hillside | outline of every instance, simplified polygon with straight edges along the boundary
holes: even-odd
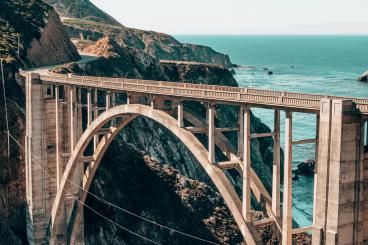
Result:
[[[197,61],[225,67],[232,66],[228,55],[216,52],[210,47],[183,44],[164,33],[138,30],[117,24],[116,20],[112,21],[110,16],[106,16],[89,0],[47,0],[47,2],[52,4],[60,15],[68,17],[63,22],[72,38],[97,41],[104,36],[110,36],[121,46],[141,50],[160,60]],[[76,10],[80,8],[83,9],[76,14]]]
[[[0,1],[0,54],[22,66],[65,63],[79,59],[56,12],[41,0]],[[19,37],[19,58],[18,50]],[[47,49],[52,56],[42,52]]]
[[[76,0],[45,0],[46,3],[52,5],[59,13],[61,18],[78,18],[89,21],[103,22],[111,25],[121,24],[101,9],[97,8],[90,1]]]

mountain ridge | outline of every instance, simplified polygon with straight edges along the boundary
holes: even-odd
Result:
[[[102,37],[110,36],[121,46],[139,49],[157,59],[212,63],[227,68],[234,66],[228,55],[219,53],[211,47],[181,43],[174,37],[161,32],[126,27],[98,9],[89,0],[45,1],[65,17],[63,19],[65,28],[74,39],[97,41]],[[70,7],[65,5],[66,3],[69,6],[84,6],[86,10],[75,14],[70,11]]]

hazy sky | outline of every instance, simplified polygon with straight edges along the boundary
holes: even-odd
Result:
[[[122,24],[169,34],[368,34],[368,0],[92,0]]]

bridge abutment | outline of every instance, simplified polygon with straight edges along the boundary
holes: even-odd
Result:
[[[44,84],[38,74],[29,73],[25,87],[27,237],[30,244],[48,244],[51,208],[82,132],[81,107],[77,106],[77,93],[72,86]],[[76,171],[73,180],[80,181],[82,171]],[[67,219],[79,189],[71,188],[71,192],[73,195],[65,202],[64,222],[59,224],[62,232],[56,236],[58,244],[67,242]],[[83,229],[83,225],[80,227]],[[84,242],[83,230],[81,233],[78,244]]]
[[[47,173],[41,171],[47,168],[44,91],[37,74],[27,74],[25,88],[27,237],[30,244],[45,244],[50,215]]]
################
◆ Problem details:
Although the records contain pictures, the copy should consist of their text alone, reproduced exactly.

◆ Reply to the task:
hillside | outline of every instance, simplified polygon with straight edges along the boundary
holes: even-odd
Result:
[[[197,61],[225,67],[232,66],[228,55],[216,52],[210,47],[183,44],[164,33],[138,30],[117,24],[116,20],[112,21],[110,16],[106,16],[89,0],[47,0],[47,2],[52,4],[60,15],[68,17],[63,22],[72,38],[97,41],[104,36],[110,36],[121,46],[141,50],[160,60]],[[76,10],[80,8],[83,9],[76,14]]]
[[[0,1],[0,54],[22,66],[65,63],[79,59],[56,12],[41,0]],[[19,37],[19,58],[18,50]],[[47,49],[52,56],[42,52]]]
[[[76,0],[45,0],[46,3],[52,5],[59,13],[61,18],[78,18],[89,21],[103,22],[111,25],[121,24],[101,9],[97,8],[90,1]]]

mountain ridge | outline of every instance, simplified polygon with straight edges along the boundary
holes: even-odd
Result:
[[[102,37],[110,36],[121,46],[139,49],[157,59],[212,63],[227,68],[234,66],[228,55],[219,53],[211,47],[181,43],[174,37],[161,32],[126,27],[98,9],[89,0],[45,1],[65,17],[63,19],[65,28],[74,39],[97,41]],[[70,7],[65,5],[66,3],[69,6],[84,6],[86,10],[75,14],[70,11]]]

hazy sky | outline of every instance, simplified polygon with straight edges along the boundary
holes: even-odd
Result:
[[[122,24],[169,34],[368,34],[368,0],[92,0]]]

bridge abutment | outline of every instance, simplified polygon with straight edges along the boundary
holes: even-odd
Result:
[[[44,84],[38,74],[29,73],[25,87],[27,237],[30,244],[48,244],[51,208],[82,132],[81,107],[77,106],[77,93],[72,86]],[[76,171],[73,180],[80,181],[82,171]],[[67,219],[79,189],[71,188],[71,192],[73,195],[65,202],[64,222],[59,224],[62,232],[56,236],[58,244],[67,242]],[[83,229],[83,225],[80,227]],[[84,242],[83,230],[81,233],[78,244]]]
[[[47,173],[41,171],[47,168],[44,91],[37,74],[27,74],[25,88],[27,237],[30,244],[45,244],[50,215]]]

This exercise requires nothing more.